Data shown>

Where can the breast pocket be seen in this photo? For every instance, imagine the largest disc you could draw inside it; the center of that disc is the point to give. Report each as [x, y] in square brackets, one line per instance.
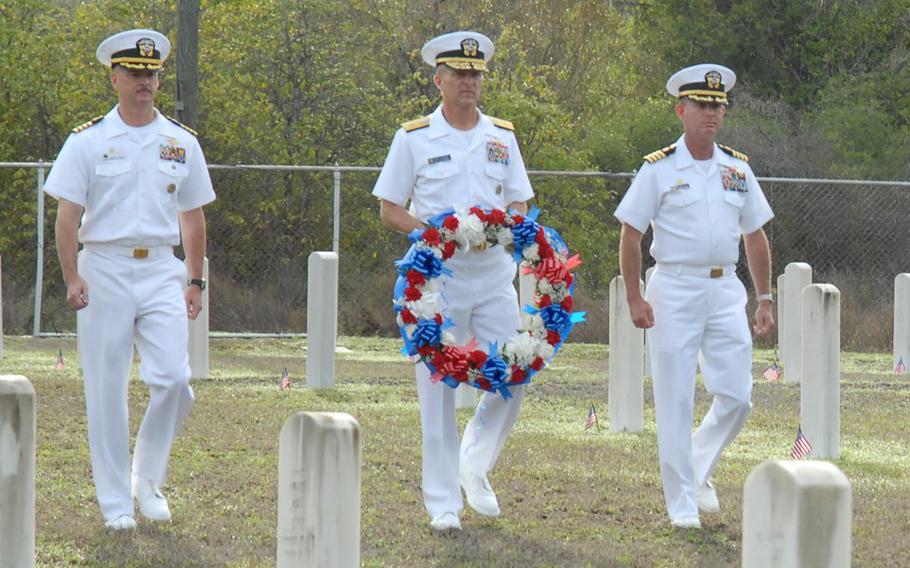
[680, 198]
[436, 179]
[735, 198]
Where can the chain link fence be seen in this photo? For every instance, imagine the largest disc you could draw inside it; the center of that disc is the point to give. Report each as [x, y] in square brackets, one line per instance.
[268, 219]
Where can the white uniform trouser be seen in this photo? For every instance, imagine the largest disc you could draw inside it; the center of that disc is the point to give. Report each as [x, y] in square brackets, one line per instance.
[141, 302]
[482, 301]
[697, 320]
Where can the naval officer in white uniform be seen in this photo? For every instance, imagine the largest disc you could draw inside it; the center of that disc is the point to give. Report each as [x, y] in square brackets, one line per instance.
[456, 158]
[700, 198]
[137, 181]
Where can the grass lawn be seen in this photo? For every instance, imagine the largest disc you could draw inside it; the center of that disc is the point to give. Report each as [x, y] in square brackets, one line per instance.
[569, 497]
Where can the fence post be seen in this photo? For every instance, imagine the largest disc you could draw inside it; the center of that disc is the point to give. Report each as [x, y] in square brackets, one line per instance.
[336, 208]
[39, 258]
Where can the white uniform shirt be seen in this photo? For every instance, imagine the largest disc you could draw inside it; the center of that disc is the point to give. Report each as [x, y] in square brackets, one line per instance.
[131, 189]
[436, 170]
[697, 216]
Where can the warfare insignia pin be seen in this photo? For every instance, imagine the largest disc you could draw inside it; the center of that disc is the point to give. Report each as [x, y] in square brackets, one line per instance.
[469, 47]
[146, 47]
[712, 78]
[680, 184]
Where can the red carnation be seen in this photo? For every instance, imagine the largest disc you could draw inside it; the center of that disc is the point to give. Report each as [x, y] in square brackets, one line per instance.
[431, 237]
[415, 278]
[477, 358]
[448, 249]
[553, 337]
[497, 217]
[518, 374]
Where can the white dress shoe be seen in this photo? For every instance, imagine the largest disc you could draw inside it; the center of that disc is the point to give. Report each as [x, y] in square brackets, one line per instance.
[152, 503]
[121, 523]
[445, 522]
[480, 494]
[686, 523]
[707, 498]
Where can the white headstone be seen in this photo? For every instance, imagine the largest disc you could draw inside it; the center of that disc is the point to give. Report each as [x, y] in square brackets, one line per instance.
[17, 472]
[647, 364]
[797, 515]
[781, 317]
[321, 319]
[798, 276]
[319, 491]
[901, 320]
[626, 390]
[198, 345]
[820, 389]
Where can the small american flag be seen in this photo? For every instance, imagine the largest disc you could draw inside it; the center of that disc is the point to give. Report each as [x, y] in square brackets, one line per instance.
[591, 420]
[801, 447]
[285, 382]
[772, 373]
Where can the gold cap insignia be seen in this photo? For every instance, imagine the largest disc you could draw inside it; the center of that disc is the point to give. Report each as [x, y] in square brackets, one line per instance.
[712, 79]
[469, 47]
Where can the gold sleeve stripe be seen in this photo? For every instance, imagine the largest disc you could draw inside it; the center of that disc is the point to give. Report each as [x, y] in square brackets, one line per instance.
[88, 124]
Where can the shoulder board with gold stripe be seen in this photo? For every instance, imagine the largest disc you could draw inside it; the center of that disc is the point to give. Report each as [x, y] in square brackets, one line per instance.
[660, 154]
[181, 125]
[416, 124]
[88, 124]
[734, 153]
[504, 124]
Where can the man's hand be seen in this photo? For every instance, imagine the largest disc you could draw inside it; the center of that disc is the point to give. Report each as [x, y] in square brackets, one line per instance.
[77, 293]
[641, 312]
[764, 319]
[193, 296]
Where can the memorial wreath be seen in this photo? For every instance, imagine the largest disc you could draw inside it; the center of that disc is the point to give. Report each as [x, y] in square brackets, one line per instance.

...

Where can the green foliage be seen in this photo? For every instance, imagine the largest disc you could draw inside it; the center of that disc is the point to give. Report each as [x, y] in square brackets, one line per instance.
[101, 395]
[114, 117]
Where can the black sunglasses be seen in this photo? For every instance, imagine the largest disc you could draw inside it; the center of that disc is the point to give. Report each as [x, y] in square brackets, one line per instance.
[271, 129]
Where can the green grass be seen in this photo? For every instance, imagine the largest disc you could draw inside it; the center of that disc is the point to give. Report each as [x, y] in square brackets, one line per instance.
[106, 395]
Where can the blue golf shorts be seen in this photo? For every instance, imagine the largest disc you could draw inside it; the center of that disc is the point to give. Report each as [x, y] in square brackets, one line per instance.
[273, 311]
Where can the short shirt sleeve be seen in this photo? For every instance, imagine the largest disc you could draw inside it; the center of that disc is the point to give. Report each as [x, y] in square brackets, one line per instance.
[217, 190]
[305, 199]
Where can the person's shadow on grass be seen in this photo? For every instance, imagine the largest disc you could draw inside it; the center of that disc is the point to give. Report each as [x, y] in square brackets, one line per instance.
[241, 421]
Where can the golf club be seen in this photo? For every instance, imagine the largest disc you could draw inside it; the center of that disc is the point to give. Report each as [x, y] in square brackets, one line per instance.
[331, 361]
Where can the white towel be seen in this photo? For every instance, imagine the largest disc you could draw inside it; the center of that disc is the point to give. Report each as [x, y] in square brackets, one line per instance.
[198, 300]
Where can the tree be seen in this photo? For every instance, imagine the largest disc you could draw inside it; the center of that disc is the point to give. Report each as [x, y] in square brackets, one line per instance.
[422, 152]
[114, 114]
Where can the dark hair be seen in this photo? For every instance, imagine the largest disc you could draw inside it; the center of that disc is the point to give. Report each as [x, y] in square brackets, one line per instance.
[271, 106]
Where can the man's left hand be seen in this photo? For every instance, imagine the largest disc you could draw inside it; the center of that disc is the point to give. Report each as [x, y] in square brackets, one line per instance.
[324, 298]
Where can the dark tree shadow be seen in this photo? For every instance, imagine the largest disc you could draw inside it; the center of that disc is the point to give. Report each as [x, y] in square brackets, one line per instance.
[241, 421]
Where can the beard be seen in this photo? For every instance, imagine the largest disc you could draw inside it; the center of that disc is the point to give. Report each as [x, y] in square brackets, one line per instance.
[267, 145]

Stated problem> Count the lines of the data above that contain the string "fence". How many are there? Reply with the number alone.

The answer> 2